Short problem 1 ::
In the post about requesting every .cfm file, write out everything from "If you don't" down to "for a response." again, substituting "host machine" for "server".
Short problem 2 ::
Return, word for word, everything in the records from the line containing "[point] stamen (one" down to the line containing "Target: stamen", both included, leaving the picture out.

Document extract ::
--- --- ---

If you don't need a genuine spider or actual spidering functionalit,  just need to hit all the .cfm files with an http request....
 
You'd either need to index all.cfm files on the server, or maintain an index of all pages that needed to be called. Using a script to pull back a recursive directory listing from the webroot for  *.cfm files perhaps, dumpt the results to a text file, and then loop over the text file feeding the results through an http call command...
 
Bear traps that spring to mind would be the throwback with stats, the script timing out given that its got to wait for everything to compile, error handling, etc.
 
I suspect to avoid the error handling you'd want to trigger the HTTP call and then dump the process without waiting for results to come back. The server should still execute the call, regardless of the fact that there's nobody listening for a response.
 
Stats would be easy enough, you'd just need to filer local host originating requests....
 
I'd probably gues that it'd be ideally a perl thing. But it could probably be done in any language with file system controls and http queries.

--- --- ---

Data excerpts ::

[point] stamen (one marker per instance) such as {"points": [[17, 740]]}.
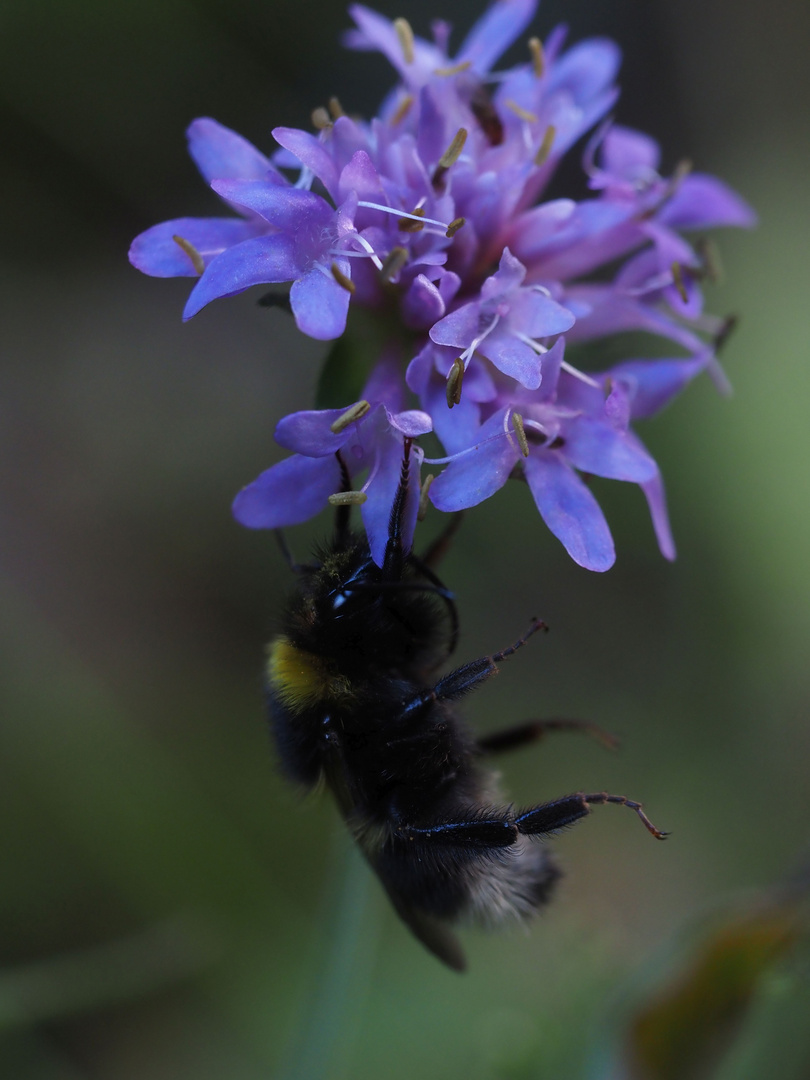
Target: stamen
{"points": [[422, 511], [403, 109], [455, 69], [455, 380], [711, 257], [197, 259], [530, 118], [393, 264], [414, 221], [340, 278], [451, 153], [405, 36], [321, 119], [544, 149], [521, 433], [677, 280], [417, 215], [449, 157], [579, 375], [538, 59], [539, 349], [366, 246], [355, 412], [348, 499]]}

--- --- ---

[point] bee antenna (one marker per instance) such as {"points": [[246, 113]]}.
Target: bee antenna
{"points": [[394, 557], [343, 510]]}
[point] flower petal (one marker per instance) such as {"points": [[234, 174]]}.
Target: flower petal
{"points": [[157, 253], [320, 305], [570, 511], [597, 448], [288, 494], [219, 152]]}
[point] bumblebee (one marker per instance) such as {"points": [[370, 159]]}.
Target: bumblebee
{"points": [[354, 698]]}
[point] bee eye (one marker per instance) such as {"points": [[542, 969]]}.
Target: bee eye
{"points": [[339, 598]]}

--- --- ---

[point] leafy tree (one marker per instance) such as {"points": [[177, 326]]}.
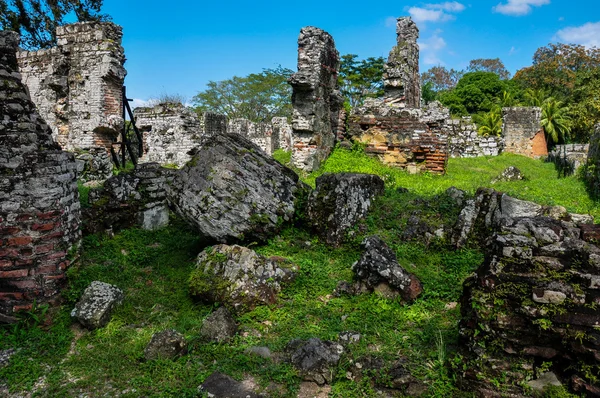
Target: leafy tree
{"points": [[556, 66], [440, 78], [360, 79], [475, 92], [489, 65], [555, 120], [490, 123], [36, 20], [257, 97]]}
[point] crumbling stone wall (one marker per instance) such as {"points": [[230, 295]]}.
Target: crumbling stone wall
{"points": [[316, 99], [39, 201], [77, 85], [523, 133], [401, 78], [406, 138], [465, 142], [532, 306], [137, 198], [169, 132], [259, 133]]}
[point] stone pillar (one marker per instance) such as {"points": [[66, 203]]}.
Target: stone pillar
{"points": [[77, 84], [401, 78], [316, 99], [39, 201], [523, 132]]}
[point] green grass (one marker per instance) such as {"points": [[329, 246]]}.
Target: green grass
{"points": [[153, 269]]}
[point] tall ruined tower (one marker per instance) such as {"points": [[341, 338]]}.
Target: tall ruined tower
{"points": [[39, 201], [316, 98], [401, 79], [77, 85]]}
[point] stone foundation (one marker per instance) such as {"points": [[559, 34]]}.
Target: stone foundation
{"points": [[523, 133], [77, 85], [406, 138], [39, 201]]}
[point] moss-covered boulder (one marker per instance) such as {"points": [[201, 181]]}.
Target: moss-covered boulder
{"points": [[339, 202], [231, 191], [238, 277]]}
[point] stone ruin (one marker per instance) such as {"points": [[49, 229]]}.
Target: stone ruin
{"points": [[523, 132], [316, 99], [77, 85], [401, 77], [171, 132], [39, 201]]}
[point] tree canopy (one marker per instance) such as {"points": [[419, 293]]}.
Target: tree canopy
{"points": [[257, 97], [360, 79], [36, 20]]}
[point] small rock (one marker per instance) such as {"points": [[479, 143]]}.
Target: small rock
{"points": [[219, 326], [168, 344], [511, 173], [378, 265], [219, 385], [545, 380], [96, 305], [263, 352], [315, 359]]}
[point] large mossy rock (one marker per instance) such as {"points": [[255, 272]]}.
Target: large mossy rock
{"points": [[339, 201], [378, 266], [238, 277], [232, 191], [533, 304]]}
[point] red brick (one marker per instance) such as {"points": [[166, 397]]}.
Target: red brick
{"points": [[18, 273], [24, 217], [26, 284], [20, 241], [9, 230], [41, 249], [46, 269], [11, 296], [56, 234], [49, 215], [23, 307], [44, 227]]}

--- --- ---

Exercise result 1 ::
If you don't need a genuine spider or actual spidering functionalit,  just need to hit all the .cfm files with an http request....
 
You'd either need to index all.cfm files on the host machine, or maintain an index of all pages that needed to be called. Using a script to pull back a recursive directory listing from the webroot for  *.cfm files perhaps, dumpt the results to a text file, and then loop over the text file feeding the results through an http call command...
 
Bear traps that spring to mind would be the throwback with stats, the script timing out given that its got to wait for everything to compile, error handling, etc.
 
I suspect to avoid the error handling you'd want to trigger the HTTP call and then dump the process without waiting for results to come back. The host machine should still execute the call, regardless of the fact that there's nobody listening for a response.

Exercise result 2 ::
[point] stamen (one marker per instance) such as {"points": [[17, 740]]}.
Target: stamen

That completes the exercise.